Start of MATERIAL SUPPLIED
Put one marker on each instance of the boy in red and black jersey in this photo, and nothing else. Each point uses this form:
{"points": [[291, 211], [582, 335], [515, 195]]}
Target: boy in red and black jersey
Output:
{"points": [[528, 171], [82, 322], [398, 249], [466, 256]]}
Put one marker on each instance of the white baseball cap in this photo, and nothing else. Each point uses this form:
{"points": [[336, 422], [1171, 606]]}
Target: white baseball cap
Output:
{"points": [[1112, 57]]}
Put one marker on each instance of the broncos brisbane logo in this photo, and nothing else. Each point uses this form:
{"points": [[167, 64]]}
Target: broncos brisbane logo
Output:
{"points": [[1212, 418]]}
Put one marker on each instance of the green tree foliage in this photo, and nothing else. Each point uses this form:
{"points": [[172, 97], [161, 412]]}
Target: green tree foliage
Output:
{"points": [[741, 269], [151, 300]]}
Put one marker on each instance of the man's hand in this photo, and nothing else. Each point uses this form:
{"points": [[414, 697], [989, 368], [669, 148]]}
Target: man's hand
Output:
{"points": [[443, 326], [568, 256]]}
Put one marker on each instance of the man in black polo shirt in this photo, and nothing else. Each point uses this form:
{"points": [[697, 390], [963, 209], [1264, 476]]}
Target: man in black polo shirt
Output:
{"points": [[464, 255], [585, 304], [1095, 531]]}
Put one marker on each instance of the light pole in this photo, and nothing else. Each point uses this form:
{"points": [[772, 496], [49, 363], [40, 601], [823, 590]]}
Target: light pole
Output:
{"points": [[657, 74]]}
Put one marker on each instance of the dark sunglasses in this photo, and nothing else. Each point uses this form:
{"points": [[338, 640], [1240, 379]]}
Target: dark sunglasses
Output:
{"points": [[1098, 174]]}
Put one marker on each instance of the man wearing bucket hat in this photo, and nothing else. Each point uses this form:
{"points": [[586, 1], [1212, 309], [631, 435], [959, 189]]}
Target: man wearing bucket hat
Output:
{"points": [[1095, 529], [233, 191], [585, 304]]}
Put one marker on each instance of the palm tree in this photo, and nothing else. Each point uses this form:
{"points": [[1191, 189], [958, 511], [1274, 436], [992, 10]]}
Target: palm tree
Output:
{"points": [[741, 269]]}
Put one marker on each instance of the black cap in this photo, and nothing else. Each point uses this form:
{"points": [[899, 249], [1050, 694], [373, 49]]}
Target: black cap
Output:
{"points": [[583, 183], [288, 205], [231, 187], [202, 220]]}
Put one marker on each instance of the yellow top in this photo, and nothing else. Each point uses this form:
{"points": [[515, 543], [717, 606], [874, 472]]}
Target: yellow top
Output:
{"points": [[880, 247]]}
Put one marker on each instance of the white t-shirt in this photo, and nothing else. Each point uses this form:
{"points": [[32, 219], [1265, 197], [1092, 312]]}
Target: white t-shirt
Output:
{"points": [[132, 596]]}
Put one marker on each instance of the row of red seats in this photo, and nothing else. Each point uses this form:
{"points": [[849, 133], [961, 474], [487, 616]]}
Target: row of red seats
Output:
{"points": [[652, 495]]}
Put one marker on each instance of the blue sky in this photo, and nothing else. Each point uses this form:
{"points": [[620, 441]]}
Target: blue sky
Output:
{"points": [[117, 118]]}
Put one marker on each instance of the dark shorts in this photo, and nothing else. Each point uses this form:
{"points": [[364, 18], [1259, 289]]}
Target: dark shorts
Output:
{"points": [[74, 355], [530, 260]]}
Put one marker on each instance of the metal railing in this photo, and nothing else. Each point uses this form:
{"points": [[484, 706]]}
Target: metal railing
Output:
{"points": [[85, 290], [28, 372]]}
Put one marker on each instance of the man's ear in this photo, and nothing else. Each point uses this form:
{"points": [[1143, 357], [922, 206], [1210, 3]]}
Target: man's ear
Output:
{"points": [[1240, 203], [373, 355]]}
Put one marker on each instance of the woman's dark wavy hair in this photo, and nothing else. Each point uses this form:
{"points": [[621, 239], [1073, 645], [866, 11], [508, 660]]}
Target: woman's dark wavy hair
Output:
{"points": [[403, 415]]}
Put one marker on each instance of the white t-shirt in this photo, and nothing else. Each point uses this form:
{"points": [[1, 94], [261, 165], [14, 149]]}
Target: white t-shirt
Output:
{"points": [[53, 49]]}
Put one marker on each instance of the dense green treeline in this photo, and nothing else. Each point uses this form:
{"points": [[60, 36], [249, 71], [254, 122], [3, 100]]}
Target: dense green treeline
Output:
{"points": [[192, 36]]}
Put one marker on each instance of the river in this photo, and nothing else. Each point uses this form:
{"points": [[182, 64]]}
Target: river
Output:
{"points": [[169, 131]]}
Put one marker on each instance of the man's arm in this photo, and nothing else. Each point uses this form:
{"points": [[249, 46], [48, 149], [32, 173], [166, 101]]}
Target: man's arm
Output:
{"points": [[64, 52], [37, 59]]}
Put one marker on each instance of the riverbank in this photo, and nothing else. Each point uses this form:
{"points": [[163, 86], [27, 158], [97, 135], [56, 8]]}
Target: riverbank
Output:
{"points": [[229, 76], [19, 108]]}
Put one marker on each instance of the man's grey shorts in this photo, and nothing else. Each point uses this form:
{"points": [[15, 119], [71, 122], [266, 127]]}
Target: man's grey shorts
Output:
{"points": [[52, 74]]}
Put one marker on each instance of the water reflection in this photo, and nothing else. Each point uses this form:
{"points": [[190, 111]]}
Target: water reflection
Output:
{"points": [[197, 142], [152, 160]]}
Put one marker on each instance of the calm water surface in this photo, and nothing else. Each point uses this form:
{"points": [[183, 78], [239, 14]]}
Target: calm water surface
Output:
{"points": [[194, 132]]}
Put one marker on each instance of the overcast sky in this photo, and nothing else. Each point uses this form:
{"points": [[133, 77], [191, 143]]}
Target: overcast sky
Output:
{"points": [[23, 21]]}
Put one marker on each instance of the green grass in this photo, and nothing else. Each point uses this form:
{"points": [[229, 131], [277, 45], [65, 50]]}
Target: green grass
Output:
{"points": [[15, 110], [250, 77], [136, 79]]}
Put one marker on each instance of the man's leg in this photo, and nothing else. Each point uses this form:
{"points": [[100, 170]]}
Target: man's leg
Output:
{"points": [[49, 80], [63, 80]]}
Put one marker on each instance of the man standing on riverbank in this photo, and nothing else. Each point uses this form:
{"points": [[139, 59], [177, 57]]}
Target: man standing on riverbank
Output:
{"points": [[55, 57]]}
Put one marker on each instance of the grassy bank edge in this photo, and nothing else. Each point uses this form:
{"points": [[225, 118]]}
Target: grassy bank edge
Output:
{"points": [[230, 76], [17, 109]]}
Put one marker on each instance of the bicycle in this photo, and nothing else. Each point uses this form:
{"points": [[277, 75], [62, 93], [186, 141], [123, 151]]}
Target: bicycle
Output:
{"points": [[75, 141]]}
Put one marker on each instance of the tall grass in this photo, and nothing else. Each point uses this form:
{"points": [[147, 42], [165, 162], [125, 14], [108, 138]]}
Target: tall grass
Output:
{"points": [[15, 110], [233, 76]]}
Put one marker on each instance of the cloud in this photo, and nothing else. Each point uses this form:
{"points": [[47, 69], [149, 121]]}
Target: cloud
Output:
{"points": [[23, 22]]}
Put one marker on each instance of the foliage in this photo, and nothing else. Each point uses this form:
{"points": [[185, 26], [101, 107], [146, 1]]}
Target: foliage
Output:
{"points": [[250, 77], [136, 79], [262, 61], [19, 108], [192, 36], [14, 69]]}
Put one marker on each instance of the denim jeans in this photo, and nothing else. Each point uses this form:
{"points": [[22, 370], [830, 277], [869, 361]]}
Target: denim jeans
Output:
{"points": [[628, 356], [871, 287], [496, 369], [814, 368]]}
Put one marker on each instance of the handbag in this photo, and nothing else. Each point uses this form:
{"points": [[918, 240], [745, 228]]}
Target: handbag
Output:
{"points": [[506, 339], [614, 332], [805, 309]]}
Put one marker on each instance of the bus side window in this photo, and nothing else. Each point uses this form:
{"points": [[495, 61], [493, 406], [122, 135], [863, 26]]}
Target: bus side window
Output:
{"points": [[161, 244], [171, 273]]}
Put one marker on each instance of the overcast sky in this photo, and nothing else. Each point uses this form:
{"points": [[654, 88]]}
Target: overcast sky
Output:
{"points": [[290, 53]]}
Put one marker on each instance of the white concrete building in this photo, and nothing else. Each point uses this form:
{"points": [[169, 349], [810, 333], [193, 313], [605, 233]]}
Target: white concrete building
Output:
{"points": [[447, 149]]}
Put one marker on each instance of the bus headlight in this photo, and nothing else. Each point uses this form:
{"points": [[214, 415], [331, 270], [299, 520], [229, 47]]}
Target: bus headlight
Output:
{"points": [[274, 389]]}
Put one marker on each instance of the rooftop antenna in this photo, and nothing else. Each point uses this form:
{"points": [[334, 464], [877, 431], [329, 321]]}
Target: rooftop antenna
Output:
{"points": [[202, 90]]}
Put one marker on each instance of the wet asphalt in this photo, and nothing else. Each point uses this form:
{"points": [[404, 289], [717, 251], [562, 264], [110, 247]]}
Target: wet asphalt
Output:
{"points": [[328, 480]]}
End of MATERIAL SUPPLIED
### [WHAT YOU ARE ASKED TO DO]
Search the entries above for "green". Show every line that has it.

### [YOUR SOLUTION]
Put one marker on each instance of the green tree foliage in this photo, and nothing else. Each point uses this form:
Target: green tree foliage
Put one marker on each instance of the dense green treeline in this photo, and nothing else. Each point uses this form:
Target: dense green treeline
Put one marker on each instance of the green grass in this photo, and nothing else. Each point uses this form:
Target: green grass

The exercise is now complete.